## Set task 1
In the kernel code, what value is TILE_SIZE defined as?
## Set task 2
Output the stretch of the kernel code from "pvalue += ds_A[ty][j]*ds_B[j][tx];" through "m, const double *A, const double *B, double* C)".
## Set task 3
How would you render the sentence "All vectors should be of length m" from the kernel code in Spanish?

The Kernel code on the GPU is:

/*****************************************************************************************/
#include <stdio.h>

#define TILE_SIZE 16
#define BLOCK_SIZE 512

__global__ void mysgemm(int m, int n, int k, const double *A, const double *B, double* C) {

    __shared__ float ds_A[TILE_SIZE][TILE_SIZE];
    __shared__ float ds_B[TILE_SIZE][TILE_SIZE];

    int bx = blockIdx.x;
    int by = blockIdx.y;
    int tx = threadIdx.x;
    int ty = threadIdx.y;
    int row = (by*TILE_SIZE+ty);//%m;
    int col = (bx*TILE_SIZE+tx);//%n;
    float pvalue = 0;


    for(int i=0;i<(k-1)/TILE_SIZE+1;++i)
    {
        if((i*TILE_SIZE +tx < k) && (row < m))
            ds_A[ty][tx] = A[row*k+i*TILE_SIZE+tx];
        else ds_A[ty][tx] = 0;

        if((i*TILE_SIZE+ty < k) && (col < n)) 
            ds_B[ty][tx] = B[(i*TILE_SIZE+ty)*n+col];       // Load data into shared memory
        else ds_B[ty][tx] = 0;

        __syncthreads();

        if(row < m && col < n)
        {
            for(int j=0;j<TILE_SIZE;++j)
            {
                //if(j < k)
                    pvalue += ds_A[ty][j]*ds_B[j][tx];
            }
            }
        __syncthreads();
    }

    if(row < m && col < n)
        C[row*n+col] = pvalue;
}

// Kernel to multiply each element in A by the corresponding element in B and store 
// the result to the corresponding element in C. All vectors should be of length m
__global__ void elem_mul(int m, const double *A, const double *B, double* C)

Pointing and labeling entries
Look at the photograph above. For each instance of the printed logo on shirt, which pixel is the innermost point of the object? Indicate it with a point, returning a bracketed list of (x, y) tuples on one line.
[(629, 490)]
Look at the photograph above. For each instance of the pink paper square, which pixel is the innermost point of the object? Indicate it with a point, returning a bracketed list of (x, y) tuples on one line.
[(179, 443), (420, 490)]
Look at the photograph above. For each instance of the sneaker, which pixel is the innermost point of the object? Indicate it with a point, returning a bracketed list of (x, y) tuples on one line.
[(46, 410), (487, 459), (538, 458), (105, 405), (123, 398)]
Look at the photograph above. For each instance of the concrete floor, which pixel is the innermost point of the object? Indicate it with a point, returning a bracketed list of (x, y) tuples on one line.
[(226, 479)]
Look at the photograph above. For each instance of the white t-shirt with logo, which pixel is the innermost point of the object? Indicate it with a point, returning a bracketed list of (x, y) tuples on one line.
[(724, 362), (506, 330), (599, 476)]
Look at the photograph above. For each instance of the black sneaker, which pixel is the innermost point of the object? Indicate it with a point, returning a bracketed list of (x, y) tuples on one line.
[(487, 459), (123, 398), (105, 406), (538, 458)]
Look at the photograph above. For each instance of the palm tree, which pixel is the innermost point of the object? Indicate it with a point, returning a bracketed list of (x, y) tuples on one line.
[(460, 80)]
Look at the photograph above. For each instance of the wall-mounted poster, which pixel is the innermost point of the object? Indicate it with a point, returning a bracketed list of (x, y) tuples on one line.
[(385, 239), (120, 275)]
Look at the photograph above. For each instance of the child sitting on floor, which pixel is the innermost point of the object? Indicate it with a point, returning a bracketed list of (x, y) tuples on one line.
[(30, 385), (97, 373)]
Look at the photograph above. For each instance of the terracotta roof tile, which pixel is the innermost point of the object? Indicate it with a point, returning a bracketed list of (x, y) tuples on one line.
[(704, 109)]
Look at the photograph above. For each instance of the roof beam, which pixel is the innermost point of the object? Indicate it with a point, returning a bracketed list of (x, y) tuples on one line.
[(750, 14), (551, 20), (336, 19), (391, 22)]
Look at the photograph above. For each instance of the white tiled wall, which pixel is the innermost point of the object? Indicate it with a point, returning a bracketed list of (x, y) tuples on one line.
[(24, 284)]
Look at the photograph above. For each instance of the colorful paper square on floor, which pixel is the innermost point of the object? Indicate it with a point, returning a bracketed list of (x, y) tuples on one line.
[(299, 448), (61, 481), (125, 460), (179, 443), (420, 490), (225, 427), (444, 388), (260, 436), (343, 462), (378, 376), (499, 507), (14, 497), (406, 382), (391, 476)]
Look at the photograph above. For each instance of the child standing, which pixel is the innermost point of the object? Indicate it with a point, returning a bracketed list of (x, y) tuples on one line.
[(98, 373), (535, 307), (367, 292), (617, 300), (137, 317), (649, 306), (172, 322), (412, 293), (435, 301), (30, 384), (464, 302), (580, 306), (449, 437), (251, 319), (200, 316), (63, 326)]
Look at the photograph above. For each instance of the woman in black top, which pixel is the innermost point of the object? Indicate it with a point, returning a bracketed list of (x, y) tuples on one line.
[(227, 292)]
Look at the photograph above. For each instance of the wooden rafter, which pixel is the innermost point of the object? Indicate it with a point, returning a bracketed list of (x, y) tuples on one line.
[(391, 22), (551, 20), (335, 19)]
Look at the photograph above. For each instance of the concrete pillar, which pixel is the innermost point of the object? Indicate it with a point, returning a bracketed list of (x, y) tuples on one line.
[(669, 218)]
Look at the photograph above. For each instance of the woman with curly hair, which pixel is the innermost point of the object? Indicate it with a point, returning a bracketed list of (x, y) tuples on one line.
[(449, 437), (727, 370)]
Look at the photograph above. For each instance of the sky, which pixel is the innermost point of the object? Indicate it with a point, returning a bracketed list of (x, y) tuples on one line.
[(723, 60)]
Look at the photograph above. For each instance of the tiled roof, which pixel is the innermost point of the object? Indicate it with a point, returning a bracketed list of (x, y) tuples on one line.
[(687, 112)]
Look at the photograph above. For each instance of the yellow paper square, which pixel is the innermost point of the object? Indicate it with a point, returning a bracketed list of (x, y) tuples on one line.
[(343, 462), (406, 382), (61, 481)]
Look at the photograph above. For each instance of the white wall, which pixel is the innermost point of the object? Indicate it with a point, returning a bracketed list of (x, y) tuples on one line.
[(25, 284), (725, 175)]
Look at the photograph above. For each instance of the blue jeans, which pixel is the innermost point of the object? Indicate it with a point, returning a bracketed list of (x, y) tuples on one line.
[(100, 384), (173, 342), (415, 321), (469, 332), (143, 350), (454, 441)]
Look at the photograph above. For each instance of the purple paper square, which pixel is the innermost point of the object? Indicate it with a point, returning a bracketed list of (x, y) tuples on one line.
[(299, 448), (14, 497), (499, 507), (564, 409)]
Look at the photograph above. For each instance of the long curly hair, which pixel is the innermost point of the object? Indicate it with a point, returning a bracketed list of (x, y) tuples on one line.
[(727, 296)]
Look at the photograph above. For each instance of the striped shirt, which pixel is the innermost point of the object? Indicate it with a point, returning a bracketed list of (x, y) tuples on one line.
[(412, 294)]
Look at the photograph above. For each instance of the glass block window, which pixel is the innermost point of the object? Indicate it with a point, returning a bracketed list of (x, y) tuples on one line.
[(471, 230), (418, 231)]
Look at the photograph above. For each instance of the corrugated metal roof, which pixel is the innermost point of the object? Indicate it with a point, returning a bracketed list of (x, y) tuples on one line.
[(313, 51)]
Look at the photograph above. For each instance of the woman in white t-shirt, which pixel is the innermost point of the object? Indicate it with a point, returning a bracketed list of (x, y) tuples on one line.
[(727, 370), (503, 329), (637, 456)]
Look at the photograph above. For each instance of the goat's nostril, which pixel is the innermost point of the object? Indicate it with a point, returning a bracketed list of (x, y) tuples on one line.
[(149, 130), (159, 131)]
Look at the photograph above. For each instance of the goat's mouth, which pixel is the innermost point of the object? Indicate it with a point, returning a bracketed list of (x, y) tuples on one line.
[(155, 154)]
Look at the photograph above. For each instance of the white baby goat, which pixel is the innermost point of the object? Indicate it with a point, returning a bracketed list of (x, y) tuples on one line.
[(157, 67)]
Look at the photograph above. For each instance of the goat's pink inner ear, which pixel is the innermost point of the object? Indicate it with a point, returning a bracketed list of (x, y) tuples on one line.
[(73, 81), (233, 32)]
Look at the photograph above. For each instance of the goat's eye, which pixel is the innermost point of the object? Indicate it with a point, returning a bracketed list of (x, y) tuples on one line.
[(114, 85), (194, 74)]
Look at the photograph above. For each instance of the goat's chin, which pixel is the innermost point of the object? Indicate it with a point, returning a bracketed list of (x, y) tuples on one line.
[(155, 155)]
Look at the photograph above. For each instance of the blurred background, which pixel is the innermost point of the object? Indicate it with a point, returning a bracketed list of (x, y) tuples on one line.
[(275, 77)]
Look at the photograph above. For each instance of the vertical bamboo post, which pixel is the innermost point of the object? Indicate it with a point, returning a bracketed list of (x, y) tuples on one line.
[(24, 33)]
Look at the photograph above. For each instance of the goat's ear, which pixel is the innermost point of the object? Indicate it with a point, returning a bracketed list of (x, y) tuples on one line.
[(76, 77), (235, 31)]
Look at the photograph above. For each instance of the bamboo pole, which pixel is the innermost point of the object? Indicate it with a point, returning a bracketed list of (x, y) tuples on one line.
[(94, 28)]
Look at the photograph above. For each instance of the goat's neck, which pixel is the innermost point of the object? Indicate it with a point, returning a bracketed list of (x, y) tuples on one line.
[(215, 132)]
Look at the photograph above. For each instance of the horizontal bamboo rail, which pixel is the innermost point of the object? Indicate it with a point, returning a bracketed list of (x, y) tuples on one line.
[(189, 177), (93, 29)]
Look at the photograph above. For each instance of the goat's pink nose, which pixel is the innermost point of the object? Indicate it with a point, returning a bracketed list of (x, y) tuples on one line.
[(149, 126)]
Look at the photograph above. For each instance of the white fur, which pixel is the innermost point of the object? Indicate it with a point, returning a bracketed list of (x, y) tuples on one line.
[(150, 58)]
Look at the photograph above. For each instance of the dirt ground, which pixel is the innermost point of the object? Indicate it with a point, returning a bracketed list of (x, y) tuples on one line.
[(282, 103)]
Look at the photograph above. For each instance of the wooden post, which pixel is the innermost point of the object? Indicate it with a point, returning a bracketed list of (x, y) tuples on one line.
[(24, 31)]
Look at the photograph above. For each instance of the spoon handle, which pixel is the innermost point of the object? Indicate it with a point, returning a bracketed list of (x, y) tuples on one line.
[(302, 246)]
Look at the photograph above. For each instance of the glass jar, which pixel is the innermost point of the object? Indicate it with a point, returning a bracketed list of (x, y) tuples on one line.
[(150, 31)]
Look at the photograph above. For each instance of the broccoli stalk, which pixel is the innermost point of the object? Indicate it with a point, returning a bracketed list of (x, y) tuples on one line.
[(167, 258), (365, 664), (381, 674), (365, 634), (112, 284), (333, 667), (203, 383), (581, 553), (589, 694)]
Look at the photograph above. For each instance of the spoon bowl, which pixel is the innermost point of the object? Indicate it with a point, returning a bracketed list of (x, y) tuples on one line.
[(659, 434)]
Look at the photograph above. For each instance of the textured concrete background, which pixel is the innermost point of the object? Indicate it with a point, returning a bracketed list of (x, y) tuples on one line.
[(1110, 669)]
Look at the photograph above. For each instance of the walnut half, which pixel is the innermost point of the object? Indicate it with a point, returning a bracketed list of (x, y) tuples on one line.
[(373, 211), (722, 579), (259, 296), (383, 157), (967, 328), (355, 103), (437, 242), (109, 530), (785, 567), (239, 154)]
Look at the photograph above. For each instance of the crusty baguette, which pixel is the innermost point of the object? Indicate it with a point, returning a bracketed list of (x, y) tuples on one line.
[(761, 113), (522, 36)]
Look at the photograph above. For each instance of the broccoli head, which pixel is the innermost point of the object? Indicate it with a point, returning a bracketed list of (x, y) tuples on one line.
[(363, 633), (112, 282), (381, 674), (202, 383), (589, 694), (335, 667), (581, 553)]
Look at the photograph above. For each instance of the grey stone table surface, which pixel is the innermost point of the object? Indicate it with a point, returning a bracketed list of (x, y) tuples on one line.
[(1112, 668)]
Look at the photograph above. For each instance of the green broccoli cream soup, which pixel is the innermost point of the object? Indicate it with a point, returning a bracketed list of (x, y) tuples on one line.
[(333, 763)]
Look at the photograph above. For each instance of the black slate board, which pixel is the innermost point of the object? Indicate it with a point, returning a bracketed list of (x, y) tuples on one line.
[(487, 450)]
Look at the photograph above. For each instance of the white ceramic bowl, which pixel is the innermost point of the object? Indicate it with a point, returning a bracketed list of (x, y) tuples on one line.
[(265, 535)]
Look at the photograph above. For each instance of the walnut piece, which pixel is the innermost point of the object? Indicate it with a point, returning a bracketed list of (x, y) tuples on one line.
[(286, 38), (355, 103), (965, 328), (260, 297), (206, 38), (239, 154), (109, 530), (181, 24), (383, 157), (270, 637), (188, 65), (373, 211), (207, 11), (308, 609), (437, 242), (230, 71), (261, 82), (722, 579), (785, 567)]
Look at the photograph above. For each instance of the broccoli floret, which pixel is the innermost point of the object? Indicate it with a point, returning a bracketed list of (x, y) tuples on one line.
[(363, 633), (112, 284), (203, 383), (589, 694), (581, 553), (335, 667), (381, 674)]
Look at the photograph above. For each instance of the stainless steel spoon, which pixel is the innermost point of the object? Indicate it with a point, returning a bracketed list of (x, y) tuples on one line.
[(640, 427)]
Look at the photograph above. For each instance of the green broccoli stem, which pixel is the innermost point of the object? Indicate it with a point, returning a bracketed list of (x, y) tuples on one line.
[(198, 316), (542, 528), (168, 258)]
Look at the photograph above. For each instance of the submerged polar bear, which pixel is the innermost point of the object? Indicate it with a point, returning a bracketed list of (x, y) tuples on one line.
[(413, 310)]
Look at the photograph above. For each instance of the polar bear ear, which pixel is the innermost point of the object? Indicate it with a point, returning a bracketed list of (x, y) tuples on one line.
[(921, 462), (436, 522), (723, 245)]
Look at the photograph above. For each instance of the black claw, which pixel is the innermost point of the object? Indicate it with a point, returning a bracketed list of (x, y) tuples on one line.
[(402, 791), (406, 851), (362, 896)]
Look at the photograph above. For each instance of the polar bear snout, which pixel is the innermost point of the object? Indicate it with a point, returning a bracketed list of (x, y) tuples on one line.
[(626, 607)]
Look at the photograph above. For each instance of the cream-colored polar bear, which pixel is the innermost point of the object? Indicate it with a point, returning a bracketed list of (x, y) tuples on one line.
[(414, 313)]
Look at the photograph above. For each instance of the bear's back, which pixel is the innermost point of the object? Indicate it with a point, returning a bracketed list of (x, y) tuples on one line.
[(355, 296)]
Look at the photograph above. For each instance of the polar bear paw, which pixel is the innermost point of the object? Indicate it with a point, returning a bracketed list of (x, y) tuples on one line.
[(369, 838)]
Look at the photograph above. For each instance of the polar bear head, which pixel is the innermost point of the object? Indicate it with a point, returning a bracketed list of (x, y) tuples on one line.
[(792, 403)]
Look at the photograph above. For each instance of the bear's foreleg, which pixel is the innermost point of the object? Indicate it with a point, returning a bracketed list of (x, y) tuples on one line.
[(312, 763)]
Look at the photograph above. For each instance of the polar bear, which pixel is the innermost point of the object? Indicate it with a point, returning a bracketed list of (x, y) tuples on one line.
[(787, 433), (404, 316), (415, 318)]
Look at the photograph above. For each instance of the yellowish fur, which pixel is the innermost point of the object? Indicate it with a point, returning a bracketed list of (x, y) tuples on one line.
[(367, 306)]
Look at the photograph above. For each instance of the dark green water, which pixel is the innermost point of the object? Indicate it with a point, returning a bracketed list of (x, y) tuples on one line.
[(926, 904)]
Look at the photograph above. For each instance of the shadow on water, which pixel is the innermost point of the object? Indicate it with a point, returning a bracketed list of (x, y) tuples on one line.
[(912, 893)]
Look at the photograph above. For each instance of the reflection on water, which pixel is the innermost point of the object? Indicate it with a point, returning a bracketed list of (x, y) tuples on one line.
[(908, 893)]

## Worked solution 1
16

## Worked solution 2
pvalue += ds_A[ty][j]*ds_B[j][tx];
            }
            }
        __syncthreads();
    }

    if(row < m && col < n)
        C[row*n+col] = pvalue;
}

// Kernel to multiply each element in A by the corresponding element in B and store 
// the result to the corresponding element in C. All vectors should be of length m
__global__ void elem_mul(int m, const double *A, const double *B, double* C)

## Worked solution 3
Todos los vectores deben tener longitud m